Look below for the line containing "of the blue". Output it and each remaining line of the entries exactly, and nothing else.

**** AVAILABLE RECORDS

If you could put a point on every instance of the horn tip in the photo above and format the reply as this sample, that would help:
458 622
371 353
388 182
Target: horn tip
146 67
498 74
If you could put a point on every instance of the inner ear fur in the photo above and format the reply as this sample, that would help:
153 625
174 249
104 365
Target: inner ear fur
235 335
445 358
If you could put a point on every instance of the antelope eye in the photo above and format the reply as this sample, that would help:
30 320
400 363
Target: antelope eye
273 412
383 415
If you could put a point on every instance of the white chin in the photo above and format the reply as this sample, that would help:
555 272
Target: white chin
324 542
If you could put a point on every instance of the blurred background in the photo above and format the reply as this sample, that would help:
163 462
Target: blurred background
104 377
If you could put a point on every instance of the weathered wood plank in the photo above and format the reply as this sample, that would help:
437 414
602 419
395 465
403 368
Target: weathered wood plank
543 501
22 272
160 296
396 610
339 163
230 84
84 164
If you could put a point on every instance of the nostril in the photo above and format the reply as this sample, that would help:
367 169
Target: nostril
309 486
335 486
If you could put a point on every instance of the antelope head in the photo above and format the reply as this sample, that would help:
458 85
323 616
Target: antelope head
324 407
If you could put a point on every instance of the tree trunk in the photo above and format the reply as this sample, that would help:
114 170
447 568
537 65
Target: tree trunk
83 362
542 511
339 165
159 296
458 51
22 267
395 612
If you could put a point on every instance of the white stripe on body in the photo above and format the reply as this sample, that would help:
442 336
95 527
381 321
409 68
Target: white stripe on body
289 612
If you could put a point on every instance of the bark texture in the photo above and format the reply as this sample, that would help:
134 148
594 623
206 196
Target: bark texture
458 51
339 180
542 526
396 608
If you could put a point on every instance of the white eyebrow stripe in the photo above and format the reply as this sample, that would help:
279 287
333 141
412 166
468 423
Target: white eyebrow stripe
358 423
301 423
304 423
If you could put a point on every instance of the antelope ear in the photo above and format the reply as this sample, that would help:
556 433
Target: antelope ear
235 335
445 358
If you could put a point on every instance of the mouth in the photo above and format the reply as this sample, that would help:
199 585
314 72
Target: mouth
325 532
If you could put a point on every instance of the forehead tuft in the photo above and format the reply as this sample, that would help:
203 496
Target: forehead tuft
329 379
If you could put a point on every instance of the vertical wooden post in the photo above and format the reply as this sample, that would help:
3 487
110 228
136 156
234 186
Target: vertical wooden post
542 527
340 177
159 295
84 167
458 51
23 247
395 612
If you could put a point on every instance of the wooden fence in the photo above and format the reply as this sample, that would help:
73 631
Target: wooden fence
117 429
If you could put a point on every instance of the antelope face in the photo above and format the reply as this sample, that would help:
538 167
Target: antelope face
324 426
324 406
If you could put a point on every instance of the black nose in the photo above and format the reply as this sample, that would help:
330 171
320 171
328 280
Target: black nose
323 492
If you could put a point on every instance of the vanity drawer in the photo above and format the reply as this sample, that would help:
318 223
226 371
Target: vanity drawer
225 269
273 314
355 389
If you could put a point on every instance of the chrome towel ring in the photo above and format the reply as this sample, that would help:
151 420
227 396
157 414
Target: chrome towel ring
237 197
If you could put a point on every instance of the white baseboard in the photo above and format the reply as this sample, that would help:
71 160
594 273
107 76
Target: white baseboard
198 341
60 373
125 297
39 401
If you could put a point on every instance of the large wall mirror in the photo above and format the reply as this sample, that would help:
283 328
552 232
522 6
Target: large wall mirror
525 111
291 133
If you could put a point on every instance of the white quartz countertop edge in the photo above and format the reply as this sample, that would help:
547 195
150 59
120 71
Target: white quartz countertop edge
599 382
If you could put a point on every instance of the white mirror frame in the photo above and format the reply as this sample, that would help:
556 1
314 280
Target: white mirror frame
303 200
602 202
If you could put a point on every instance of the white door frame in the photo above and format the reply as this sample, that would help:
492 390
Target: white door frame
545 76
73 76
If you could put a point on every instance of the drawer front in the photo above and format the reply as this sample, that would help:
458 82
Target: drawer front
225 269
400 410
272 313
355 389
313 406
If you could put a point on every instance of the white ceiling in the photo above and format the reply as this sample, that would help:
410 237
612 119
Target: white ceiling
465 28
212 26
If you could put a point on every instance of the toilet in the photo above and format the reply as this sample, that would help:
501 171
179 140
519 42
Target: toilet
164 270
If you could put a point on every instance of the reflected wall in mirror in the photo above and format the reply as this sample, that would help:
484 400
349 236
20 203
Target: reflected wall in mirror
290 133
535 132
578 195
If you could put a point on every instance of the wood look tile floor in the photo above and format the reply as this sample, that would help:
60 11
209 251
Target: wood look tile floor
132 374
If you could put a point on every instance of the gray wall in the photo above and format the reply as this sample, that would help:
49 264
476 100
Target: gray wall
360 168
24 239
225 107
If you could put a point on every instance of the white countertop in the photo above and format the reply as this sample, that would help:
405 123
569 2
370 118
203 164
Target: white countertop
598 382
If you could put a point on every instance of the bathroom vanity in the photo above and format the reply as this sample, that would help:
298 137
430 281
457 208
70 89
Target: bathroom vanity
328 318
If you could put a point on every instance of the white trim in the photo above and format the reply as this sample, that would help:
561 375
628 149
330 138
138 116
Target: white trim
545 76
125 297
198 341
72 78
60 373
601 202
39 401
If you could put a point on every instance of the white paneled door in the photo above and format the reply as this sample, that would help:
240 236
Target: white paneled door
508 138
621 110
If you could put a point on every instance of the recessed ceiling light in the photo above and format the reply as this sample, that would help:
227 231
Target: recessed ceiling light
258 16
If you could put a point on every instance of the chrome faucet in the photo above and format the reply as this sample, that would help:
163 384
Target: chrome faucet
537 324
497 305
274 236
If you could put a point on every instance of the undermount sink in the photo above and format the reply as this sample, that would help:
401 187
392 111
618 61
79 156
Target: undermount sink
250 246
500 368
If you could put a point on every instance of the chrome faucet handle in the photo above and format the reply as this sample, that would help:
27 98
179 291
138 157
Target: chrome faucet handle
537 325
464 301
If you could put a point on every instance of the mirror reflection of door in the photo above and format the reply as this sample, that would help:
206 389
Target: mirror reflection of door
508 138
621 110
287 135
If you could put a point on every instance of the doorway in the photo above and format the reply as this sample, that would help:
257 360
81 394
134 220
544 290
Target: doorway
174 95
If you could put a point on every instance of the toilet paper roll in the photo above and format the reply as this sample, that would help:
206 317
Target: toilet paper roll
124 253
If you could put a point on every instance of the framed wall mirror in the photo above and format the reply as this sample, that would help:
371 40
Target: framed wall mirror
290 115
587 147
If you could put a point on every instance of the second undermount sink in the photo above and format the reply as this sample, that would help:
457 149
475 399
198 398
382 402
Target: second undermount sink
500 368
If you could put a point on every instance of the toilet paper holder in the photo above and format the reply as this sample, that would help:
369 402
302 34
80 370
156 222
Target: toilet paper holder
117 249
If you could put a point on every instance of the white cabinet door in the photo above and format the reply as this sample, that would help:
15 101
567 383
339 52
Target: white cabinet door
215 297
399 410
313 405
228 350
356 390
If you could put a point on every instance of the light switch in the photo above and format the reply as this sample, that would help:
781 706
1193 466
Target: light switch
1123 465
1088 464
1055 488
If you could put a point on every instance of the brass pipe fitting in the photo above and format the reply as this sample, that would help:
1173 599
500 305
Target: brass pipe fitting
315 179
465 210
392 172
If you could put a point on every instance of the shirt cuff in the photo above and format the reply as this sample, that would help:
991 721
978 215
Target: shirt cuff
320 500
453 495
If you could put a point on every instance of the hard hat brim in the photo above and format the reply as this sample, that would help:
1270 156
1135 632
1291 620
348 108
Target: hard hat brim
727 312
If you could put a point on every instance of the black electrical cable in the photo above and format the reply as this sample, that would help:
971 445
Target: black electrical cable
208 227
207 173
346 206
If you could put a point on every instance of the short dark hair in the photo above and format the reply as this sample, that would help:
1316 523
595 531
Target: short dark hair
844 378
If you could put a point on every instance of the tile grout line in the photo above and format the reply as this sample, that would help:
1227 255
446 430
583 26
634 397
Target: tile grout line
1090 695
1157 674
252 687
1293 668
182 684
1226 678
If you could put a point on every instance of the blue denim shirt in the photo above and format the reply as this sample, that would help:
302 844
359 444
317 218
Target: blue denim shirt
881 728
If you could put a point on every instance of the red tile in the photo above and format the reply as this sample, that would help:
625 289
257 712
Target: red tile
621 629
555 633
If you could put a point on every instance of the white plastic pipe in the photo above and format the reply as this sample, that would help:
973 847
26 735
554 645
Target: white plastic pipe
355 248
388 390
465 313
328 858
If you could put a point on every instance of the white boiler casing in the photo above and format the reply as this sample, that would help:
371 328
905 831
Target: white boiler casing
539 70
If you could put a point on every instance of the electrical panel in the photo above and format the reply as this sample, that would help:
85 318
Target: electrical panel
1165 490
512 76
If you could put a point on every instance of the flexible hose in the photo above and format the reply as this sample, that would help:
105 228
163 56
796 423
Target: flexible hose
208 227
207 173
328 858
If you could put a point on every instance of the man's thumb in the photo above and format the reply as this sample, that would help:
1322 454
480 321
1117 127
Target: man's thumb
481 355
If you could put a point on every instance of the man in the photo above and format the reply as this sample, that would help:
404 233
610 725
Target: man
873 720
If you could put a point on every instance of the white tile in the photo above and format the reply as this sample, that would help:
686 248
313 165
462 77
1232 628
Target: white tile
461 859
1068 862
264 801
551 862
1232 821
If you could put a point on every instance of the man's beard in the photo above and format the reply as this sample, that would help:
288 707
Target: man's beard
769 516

********

▶ _RESPONSE_:
If you could put a point on every instance of the blue denim shirt in the photo above and format the reply as this sample, that would help:
302 844
359 444
317 218
Target: blue denim shirt
881 728
If you could put a point on every instance of the red tile in the photo above and format the reply as this sample, that would help:
625 289
257 712
Target: red tile
621 629
555 633
If you could put a point on every instance of the white plastic pipe in the photo above and format the reply as this sample, that would help:
973 847
26 735
554 645
Target: white plastic pipe
355 248
388 390
465 313
328 858
If you could put a point on every instance of the white boiler casing in the photo above and format the reply as this sample, that would help:
371 328
905 831
Target: white boiler casing
539 70
If you could put a point on every instance of the electrical panel in the photo above and format the reply as this sample, that would help:
85 318
Target: electrical panel
1165 490
512 76
If you could put a point on every instance of the flexible hose in the photo above and format the reply as this sample, that would help:
105 228
163 56
796 423
Target: flexible hose
208 227
207 173
328 858
If you could put a point on every instance of the man's thumb in the photo above and format the reply as this sample, that would help:
1322 454
480 321
1117 127
Target: man's thumb
481 355
If you could put a point on every instance of the man in the photo above and format the reply as this sample, that would help:
404 233
610 725
Target: man
873 720
If you could put a point on every instance of the white tile in the photo above and format the reply as this sample, that would help:
686 248
313 165
462 77
1232 628
Target: white tile
461 859
1068 862
264 801
551 862
1232 821
If you could put a point on every instance of the man's beard in the photo above and format the reply as this sample, that would help:
288 707
Target: man's beard
769 516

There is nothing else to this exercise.